__Extract to read__.
──────────────────────────────

Deputy Minister of Social Development
- In office 26 May 2014 – 19 June 2024
- President: Jacob Zuma Cyril Ramaphosa
- Minister: Bathabile Dlamini Susan Shabangu Lindiwe Zulu
- Preceded by: Bongi Ntuli

Deputy Minister for Women, Children and Persons with Disabilities
- In office 24 October 2011 – 24 April 2014
- President: Jacob Zuma
- Minister: Lulu Xingwana

Deputy Minister of Public Works
- In office 11 May 2009 – 24 October 2011
- President: Jacob Zuma
- Minister: Geoff Doidge Gwen Mahlangu-Nkabinde
- Preceded by: Ntopile Kganyago

Member of the National Assembly
- In office 14 June 1999 – 7 May 2019

Personal details
- Born: Hendrietta Ipeleng Bogopane 11 March 1971 (age 55)
- Citizenship: South African
- Party: African National Congress
- Spouse: Simon Zulu
- Awards: Henry Viscardi Achievement Award
- Website: www.drhendriettabogopane-zulu.co.za

= Hendrietta Bogopane-Zulu =

South African politician (born 1971)

Hendrietta Ipeleng Bogopane-Zulu (born 11 March 1971) is a South African politician and activist who served as Deputy Minister of Social Development from 26 May 2014 until 19 June 2024. She was succeeded by Ganief Hendricks on 3 July 2024. She represented the African National Congress (ANC) in the National Assembly from 1999 to 2019.

Bogopane-Zulu was born blind and is a disability activist. Before she was appointed to her current position, she was Deputy Minister for Women, Children and Persons with Disabilities from 2011 to 2014 and Deputy Minister of Public Works from 2009 to 2011. Her tenure in the latter position overlapped with Nkandlagate, and she was therefore involved in related investigations.

== Early life and activism ==
Born on 11 March 1971, Bogopane-Zulu grew up in rural Bophuthatswana (present-day North West Province). She was born blind but had several operations as a child and was left partially blind. In addition to various tertiary certificates and diplomas, she has a BTech in public relations from Technikon Pretoria, a BBA from the Central University of Nicaragua, and an MBA from Azteca University.

──────────────────────────────

__Dataset excerpts__.

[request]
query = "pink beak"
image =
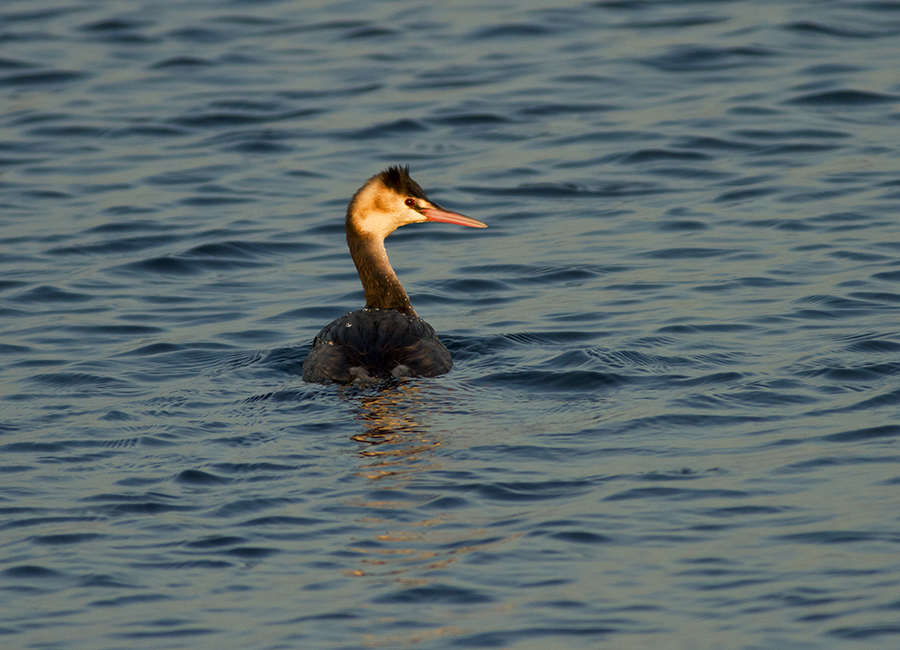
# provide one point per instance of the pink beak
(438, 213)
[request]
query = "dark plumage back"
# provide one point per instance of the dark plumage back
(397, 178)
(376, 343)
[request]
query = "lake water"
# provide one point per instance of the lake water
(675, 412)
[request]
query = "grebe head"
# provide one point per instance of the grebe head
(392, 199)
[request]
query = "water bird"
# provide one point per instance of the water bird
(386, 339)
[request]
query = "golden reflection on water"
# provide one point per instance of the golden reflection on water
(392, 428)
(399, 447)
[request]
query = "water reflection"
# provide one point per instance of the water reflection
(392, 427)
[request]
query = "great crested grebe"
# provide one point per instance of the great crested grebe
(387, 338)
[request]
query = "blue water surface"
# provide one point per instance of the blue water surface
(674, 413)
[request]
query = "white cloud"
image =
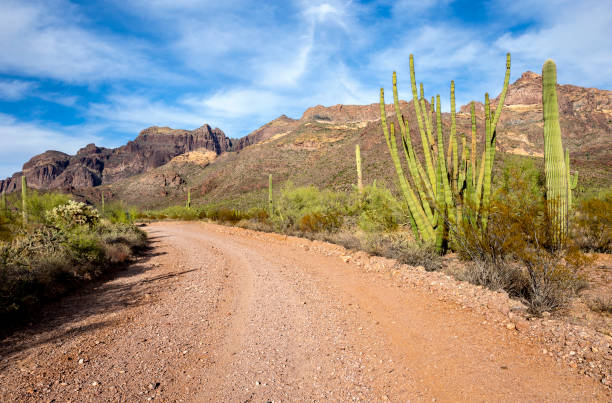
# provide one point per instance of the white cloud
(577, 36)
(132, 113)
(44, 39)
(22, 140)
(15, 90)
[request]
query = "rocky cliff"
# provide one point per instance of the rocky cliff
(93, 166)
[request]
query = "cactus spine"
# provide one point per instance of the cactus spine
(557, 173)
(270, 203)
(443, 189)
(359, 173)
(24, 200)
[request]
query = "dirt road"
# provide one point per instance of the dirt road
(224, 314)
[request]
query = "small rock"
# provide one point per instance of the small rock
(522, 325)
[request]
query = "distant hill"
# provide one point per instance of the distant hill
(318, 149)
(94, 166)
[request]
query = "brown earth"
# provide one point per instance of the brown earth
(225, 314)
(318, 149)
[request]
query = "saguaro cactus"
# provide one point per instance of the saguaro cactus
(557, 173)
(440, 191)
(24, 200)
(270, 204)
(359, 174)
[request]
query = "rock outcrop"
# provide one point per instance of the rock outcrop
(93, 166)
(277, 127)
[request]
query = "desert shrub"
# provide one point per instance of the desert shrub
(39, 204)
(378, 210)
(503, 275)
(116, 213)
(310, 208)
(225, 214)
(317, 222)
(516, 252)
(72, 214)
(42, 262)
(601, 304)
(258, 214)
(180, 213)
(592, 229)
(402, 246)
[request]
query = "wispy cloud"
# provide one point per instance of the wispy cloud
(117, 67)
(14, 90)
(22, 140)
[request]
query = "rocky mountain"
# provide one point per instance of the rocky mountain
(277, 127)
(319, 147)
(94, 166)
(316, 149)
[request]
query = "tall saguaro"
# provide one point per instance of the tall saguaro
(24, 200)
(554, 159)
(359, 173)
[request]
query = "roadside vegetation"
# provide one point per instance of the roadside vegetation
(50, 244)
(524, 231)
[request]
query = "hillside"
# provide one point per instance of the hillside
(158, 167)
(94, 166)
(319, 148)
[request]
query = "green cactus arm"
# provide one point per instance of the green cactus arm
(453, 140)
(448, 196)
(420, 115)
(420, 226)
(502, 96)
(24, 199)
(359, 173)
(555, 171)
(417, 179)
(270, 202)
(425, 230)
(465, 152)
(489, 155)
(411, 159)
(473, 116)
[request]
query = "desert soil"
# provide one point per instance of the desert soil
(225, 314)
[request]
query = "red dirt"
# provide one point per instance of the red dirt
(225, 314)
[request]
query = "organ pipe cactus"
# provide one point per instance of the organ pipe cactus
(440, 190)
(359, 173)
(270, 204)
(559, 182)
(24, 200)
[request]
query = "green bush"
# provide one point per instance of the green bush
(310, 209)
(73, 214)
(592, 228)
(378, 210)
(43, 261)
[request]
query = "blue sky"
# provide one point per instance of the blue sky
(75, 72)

──────────────────────────────

__Exercise instructions__.
A: Say whether each statement below agrees with the Hendrietta Bogopane-Zulu article, answering yes or no and quoting the deciding words of the article. (i) She was born blind and stayed fully blind. (ii) She represented the ANC in the National Assembly from 1999 to 2019. (iii) Ganief Hendricks succeeded her on 19 June 2024.
B: Write out the Hendrietta Bogopane-Zulu article from "Bogopane-Zulu was born" to "in related investigations.".

__Exercise solutions__.
A:
(i) No: "She was born blind but had several operations as a child and was left partially blind."
(ii) Yes: "She represented the African National Congress (ANC) in the National Assembly from 1999 to 2019."
(iii) No: "She was succeeded by Ganief Hendricks on 3 July 2024."

B:
Bogopane-Zulu was born blind and is a disability activist. Before she was appointed to her current position, she was Deputy Minister for Women, Children and Persons with Disabilities from 2011 to 2014 and Deputy Minister of Public Works from 2009 to 2011. Her tenure in the latter position overlapped with Nkandlagate, and she was therefore involved in related investigations.